Quote the stretch of the records below from the line containing "Could you point out the white baseboard" through the end of the records, keeping every line unchanged.
-- Data excerpts start --
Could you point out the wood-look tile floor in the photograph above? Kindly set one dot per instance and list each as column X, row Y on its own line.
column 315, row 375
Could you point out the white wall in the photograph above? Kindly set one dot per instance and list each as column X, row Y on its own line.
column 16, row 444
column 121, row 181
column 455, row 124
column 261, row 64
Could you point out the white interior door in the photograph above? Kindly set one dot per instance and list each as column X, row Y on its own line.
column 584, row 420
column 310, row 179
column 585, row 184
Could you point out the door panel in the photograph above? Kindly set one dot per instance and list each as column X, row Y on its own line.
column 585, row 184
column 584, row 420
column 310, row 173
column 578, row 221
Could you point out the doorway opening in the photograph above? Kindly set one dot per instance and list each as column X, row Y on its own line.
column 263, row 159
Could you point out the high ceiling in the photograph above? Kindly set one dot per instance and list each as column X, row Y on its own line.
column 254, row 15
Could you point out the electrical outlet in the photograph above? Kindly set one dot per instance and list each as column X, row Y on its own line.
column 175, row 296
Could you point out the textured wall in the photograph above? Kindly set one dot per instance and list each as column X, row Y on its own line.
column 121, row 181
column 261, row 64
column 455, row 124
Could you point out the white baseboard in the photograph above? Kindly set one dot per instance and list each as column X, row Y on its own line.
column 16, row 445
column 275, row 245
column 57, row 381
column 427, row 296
-- Data excerpts end --
Exercise result:
Could you point out the white baseboard in the photograph above? Kindly set one dot per instance and list each as column X, row Y on its own line.
column 16, row 445
column 275, row 245
column 57, row 381
column 427, row 296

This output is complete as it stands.